--- Selected text ---
Apart from the stove in the living room, additional heating is provided by electric convector heaters (and an extra jumper).

There is also a radio for entertainment purposes. It seems to be stuck on Radio 4. Confusingly, the radio is on the shelves in the living room with the speakers facing the dividing wall to the kitchen. Sound is just vibrations so the arrangement works suprisingly well. Please note, you cannot use the same method to watch the TV in the kitchen. A different sort of vibrations.

Please note that the Shetland pony was NOT added using the magic of photo editing. However, it is true that Jane was standing out of shot with a carrot.


The living room

It isn't a dog, its a stuffed toy!

The sitting room has a TV with freeview, a DVD player and a CD player. There is also a table that you can move into the kitchen so that you can seat 6 for meals.

For a couple of years our multifuel stove was replaced with an electric heater disguised as a wood burner. The chimney collapsed internally over one winter and the gable end needed rebuilding to sort it out. Thankfully, all is now fixed and the stove is working well. We decided to keep its name - "Smoky the Badger" as a reminder that it tended to provide an example of the "rain dance effect". This was interesting for those who like to analyse their own behaviour but frankly, was more of a nuisance. "Smoky" would convince people that they had to open the upstairs left-hand bedroom velux 5.7 cm and close the door to the downstairs bedroom before the fire would light without filling the house with acrid smoke. Standing on one leg (usually the left) also helped.

--- Information shown ---
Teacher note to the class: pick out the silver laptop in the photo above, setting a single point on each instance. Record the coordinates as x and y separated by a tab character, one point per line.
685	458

--- What needs to be done ---
Could you extend the cottage description from the point where it stops? You won't need the listing for anything here.

--- Output for this task ---
I am afraid that there is no landline at Hannigarth and therefore, there is no internet connection other than through your phone. This is a good thing. No, it really is.

I am also afraid that the library of paperbacks that people had donated, together with a useful range of wildlife and history books relevant to Shetland, have all been put into store. We have taken them all away until such time it is safe to use them. All that is left is a laminated OS map which can be wiped down with some hand gel. Use it to help you plan your walks.

Finally, that most definitely is not a small fluffy dog on the furniture. You are welcome to bring a dog with you but only by arrangement please. Hopefully yours is better behaved than ours.

The bathroom

The washing facilities

The bathroom has a heated towel rail, a bath (obviously), shower, hand basin and toilet. The switch for the hot water is in the Kitchen. The sewerage for the house empties into its own septic tank and soakaway. Since we therefore depend on a bunch of friendly microorganisms to dispose of it, try to avoid too many chemicals and non-biodegradeable stuff down the sinks and loo. Bleach is definitely a banned substance.

The bathroom also serves as utility with the washing machine and tumble dryer. The dryer needs its filter emptying every time it is used to work efficiently. There is also an airing space above the washing machine.

If you can, please leave a couple of toilet rolls when you go, in case the next people forget to bring one. I am told that sphagnum moss is very absorbant - but also quite acidic.

The bathroom has quite a nice view over the back "garden" towards the farmer's shed. The farmer tells me that there are two sorts of people - those that close the shutters when they are on the loo and those that don't. That was a joke. He actually said that there are three sorts of people.

You may be visited by a farm cat at some point. However, there are also feral cats on Unst so don't make assumptions about feline friendliness.

As with the kitchen, the bathroom has been upgraded this year. There is now an electric shower over the bath. I promise to update the pictures when I travel up next.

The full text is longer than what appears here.